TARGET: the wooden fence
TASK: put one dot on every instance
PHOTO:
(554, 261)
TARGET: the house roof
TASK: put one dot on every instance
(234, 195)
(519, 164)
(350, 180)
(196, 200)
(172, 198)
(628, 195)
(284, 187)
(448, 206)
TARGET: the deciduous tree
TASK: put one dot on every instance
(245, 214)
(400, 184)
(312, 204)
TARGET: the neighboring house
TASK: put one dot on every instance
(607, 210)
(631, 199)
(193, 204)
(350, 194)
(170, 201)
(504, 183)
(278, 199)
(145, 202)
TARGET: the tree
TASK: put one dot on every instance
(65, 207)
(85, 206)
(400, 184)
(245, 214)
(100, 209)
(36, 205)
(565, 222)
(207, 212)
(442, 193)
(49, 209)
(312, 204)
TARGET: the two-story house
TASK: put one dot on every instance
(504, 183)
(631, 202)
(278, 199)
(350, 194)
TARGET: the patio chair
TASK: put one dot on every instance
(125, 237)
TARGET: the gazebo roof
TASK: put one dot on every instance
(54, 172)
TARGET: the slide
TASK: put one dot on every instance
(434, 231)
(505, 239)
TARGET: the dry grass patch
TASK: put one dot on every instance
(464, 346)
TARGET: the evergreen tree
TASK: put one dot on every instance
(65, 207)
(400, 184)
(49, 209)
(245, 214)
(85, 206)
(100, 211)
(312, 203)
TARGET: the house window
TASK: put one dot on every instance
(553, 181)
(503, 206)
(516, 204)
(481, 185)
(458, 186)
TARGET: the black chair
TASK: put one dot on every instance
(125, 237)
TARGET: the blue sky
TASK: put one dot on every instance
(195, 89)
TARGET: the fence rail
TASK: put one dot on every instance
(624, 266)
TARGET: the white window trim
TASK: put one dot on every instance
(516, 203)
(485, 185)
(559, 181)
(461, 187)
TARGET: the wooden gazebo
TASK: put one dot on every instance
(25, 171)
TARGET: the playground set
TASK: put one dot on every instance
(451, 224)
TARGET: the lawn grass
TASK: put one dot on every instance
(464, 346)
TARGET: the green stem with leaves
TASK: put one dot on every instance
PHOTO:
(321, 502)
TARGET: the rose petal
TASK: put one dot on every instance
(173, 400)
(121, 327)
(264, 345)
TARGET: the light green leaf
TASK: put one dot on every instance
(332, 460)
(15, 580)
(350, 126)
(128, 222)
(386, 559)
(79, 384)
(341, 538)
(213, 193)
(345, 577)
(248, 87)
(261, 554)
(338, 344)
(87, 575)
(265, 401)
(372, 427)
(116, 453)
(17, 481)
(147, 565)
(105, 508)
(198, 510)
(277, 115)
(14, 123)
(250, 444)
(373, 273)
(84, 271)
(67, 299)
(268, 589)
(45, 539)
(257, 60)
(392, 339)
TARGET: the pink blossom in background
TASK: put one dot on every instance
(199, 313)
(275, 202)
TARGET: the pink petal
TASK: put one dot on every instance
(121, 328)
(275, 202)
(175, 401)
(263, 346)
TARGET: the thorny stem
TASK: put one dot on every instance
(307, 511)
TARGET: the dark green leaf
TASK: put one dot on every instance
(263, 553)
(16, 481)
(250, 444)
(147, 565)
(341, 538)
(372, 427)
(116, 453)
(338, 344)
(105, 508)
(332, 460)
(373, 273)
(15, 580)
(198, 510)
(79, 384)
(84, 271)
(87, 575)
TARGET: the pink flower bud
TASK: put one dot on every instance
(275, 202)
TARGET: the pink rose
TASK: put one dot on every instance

☆ ☆ ☆

Exercise instructions
All lines from the beginning of the entries through the line marked "TARGET: the blue sky" are to be output exactly; nothing else belongs in the answer.

Task response
TARGET: the wooden fence
TASK: put one dot on every instance
PHOTO:
(554, 261)
TARGET: the house roof
TASK: put one dot on every instance
(234, 195)
(519, 164)
(350, 180)
(196, 200)
(172, 198)
(628, 195)
(284, 187)
(448, 206)
TARGET: the deciduous tree
TASK: put one dot on every instance
(245, 214)
(400, 184)
(312, 204)
TARGET: the neighboring house
TASK: put one dot on every instance
(607, 210)
(631, 199)
(193, 204)
(350, 194)
(170, 201)
(504, 183)
(278, 199)
(145, 202)
TARGET: the tree
TASK: put one dot on every instance
(65, 207)
(85, 206)
(400, 184)
(245, 214)
(100, 209)
(36, 205)
(565, 222)
(207, 212)
(442, 193)
(49, 209)
(312, 204)
TARGET: the two-story house
TASK: put one dot on every instance
(504, 183)
(631, 202)
(278, 199)
(350, 194)
TARGET: the patio chair
TASK: put one dot on every instance
(125, 237)
TARGET: the gazebo roof
TASK: put one dot on every instance
(54, 172)
TARGET: the slide
TASK: put one dot on every instance
(434, 231)
(505, 239)
TARGET: the dry grass patch
TASK: put one dot on every instance
(464, 346)
TARGET: the evergreen tree
TASK: put one dot on every instance
(65, 207)
(400, 184)
(49, 209)
(245, 214)
(85, 206)
(100, 211)
(312, 203)
TARGET: the house window
TASK: put one dot on every instance
(553, 181)
(503, 206)
(516, 204)
(481, 185)
(458, 186)
TARGET: the black chair
TASK: put one dot on every instance
(125, 237)
TARGET: the blue sky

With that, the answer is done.